Stored entries:
======

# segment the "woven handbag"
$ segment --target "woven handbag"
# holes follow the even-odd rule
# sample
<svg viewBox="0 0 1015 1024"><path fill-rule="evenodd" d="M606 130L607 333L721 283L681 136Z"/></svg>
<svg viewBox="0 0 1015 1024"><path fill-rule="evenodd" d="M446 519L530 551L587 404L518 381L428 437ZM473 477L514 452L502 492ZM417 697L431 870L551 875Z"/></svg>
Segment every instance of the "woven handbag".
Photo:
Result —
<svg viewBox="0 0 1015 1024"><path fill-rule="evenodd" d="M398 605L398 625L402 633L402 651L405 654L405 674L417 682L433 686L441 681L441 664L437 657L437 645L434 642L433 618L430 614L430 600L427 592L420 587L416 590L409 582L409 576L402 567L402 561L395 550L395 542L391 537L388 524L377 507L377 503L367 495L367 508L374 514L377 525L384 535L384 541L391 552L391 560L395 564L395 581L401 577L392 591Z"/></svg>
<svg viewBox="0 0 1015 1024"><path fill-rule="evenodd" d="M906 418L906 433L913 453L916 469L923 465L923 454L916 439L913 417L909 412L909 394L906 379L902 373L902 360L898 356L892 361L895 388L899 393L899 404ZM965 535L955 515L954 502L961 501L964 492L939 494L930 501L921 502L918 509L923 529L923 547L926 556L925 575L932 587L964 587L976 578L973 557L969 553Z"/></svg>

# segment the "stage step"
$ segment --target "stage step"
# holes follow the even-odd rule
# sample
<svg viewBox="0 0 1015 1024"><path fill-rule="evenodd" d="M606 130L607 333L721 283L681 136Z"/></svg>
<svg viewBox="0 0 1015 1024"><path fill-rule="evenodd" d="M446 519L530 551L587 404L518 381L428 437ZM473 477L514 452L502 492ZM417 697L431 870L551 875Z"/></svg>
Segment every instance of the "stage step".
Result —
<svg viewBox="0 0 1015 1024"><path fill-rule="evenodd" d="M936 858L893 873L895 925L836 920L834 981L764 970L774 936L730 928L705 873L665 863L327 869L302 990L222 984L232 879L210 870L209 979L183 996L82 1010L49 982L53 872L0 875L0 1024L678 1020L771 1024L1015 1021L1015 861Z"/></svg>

======

Your assignment:
Filter by the word "handbag": copy every line of the data that holds it.

Finished task:
# segment the "woven handbag"
$ segment --target "woven handbag"
Segment every instance of the "woven handbag".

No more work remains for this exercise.